### DIRECTIVE A
Please extract the stretch of the Data Engineering Policy excerpt from "August 19, 2019" through "2015 is superseded.", copying it word for word.
### DIRECTIVE B
Write the next part of the Data Engineering Policy excerpt, starting after its final sentence.

### EXCERPT
- - -

2.152.1 Data Engineering Policy

Manual Transmittal

August 19, 2019

Purpose

(1) This transmits revised IRM 2.152.1, Data Engineering, Data Engineering Policy.

Material Changes

(1) Revised the entire document with updated Integrated Process Management Policy Templates adding Internal Control Section.

Effect on Other Documents

IRM 2.152.1 dated October 13, 2015 is superseded.

Audience

This policy is applicable to all projects following the Enterprise Life Cycle (ELC), and all applications that use the Data Management Service.

Effective Date

(08-19-2019)


Chief Information Officer

Program Scope and Objectives

  1. Overview - The objectives of Data Engineering Policy is to establish the High Level Guidelines for the Data Management Process, Naming Data Element(s)/Object(s), and if possible, Future Subprocesses within IRS for agency-wide Project Offices to follow.

  2. Purpose - The purpose of this policy is to establish the organizational policy for planning and performing the Data Engineering Processes within the IRS environment. This policy has been created to manage enterprise-wide data engineering processes more easily and efficiently so that the business can maximize its data value within IRS.

  3. Audience - This policy is applicable to all projects following the Enterprise Life Cycle (ELC), and all applications that use the Data Management Service.

  4. Policy Owner -The Chief Information Officer is responsible for overseeing all aspects of Data Management Process that operates IRS agency-wide Data Management Process.

  5. Program Owner -The Chief of Process Maturity Group under the Director of Enterprise Services, Solution Engineering Division is responsible for the administration, procedures, and updates related to the program IRM.

- - -

[Stored dataset items]
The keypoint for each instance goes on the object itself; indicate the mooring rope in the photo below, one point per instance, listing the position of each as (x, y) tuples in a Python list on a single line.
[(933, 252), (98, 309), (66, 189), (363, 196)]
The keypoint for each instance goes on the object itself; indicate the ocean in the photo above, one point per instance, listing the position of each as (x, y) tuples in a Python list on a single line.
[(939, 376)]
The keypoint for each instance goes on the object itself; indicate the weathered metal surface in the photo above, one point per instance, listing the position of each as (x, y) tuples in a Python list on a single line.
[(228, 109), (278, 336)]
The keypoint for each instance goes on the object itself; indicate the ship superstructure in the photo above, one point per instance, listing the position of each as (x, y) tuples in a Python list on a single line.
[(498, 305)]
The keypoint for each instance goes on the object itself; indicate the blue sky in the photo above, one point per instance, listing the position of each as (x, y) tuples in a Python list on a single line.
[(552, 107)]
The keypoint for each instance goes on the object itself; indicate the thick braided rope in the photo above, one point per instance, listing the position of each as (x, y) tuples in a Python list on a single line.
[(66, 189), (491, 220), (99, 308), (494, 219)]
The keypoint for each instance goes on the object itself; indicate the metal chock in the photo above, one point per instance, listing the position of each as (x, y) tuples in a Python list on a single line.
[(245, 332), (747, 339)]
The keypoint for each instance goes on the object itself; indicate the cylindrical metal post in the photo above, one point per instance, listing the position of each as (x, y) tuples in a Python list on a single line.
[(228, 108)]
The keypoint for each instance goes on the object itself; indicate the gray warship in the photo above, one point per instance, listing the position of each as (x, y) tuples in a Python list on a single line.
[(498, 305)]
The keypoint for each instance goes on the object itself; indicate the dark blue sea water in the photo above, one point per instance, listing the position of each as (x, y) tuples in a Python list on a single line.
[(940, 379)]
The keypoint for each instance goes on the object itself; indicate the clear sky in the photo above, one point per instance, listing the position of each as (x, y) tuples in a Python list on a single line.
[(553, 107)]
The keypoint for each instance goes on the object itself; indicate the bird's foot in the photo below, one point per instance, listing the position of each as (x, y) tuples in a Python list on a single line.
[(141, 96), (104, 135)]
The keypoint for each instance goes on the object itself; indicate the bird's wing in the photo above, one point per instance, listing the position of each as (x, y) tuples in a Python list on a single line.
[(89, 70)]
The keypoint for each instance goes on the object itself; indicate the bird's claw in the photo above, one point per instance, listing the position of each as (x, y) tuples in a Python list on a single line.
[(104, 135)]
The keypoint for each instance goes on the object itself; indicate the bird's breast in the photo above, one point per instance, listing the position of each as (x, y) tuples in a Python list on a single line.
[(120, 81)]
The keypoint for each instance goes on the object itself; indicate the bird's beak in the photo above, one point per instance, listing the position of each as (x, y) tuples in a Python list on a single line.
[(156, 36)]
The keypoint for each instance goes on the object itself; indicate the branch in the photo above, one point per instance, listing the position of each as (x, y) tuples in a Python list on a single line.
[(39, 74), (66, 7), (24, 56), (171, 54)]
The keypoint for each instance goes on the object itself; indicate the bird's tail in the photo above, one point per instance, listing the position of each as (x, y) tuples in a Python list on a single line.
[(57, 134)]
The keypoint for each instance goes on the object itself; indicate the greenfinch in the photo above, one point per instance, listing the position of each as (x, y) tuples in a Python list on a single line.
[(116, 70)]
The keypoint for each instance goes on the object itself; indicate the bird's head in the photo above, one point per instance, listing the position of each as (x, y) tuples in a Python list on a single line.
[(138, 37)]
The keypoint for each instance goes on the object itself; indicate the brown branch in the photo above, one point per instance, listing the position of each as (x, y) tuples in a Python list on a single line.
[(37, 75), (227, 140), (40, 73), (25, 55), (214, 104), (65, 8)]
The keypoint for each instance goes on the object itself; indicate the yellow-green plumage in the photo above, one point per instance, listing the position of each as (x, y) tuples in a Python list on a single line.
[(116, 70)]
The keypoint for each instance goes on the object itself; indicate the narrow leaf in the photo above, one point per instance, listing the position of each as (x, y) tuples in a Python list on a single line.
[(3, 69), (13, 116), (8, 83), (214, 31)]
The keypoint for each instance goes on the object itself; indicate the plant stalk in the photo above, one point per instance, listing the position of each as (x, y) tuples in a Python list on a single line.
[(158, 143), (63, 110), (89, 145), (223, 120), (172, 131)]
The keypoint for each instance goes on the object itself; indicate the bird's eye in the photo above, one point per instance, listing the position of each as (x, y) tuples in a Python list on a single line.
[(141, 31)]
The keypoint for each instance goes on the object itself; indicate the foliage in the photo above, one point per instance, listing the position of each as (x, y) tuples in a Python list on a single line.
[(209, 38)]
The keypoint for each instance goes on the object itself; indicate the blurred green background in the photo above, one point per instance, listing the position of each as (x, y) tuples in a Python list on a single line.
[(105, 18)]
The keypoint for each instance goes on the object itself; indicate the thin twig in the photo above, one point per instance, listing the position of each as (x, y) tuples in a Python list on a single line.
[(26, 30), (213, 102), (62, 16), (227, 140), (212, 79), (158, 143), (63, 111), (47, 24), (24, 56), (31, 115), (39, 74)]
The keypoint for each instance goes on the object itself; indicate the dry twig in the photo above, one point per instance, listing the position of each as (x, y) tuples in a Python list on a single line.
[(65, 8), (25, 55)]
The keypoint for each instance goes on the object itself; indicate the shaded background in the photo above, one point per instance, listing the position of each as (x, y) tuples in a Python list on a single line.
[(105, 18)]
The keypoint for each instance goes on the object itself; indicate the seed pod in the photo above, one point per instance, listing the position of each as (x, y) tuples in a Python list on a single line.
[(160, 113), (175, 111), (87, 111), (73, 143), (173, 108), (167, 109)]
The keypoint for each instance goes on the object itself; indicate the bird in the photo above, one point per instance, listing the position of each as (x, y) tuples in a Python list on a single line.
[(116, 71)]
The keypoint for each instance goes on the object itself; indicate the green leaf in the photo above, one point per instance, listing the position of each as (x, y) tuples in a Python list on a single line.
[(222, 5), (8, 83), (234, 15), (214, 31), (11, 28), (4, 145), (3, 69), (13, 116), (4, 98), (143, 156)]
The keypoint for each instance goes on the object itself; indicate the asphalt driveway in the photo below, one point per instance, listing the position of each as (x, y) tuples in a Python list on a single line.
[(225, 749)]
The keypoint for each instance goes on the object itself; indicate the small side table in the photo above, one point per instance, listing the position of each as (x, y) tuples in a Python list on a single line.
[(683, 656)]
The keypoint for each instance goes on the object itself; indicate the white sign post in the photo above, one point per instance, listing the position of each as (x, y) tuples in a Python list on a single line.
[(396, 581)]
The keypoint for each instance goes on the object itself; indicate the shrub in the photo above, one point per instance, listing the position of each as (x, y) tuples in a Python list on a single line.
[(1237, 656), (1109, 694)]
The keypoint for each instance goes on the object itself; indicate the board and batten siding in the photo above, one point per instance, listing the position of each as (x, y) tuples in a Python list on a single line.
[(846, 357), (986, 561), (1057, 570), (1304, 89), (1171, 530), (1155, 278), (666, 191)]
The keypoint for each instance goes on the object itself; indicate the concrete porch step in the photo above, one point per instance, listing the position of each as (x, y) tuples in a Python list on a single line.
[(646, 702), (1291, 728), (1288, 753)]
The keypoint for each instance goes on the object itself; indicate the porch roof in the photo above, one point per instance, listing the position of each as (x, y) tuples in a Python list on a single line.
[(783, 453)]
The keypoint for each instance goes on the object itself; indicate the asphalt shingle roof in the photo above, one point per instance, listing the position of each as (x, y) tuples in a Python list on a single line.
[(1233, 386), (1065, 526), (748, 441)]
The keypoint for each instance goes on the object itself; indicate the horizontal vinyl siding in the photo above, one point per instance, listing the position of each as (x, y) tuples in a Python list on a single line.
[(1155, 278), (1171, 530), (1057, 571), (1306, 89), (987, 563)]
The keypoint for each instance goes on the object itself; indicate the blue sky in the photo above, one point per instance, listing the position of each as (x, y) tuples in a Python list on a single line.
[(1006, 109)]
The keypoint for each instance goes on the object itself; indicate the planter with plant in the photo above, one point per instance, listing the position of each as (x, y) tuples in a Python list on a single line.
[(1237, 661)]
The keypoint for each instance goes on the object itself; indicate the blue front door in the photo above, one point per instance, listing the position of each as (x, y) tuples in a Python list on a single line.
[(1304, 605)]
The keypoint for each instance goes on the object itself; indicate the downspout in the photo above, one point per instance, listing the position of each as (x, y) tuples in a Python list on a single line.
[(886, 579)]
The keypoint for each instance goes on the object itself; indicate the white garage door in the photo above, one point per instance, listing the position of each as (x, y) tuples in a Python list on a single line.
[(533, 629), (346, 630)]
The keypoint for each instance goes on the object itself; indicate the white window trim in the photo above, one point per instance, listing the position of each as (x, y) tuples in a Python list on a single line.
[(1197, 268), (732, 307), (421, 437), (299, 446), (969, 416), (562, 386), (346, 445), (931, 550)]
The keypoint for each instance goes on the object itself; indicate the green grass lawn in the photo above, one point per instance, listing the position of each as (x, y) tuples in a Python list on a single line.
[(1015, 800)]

- - -

### EXPECTED ANSWER A
August 19, 2019

Purpose

(1) This transmits revised IRM 2.152.1, Data Engineering, Data Engineering Policy.

Material Changes

(1) Revised the entire document with updated Integrated Process Management Policy Templates adding Internal Control Section.

Effect on Other Documents

IRM 2.152.1 dated October 13, 2015 is superseded.

### EXPECTED ANSWER B
  6. Primary Stakeholders - The Chief of Data Engineering Group under Enterprise Services, Solution Engineering Division is the Primary Stakeholders of this IRM has input in the procedures.

  7. Program Goals - This IRM provides the fundamental knowledge and procedural guidance for employees who request the Data Management Services from Data Engineering Group.
    .

Background

  1. Enterprise Services Solution Engineering is responsible for the establishment, development, implementation, maintenance, and revision of this Policy (Directive). Approval of this Policy (Directive), including updates, rests with the ACIO of Enterprise Services. All proposed changes to this directive must be submitted to the Chief, Solution Engineering Process Maturity Practice Group.

Purpose
  1. The purpose of this policy is to establish the organizational policy for planning and performing the Data Engineering Processes within the IRS environment. This policy has been created to manage enterprise-wide data engineering processes more easily and efficiently so that the business can maximize its data value within IRS.

Scope
  1. All projects following the Enterprise Life Cycle (ELC) are required to perform Data Engineering Processes and associated activities in accordance with this policy.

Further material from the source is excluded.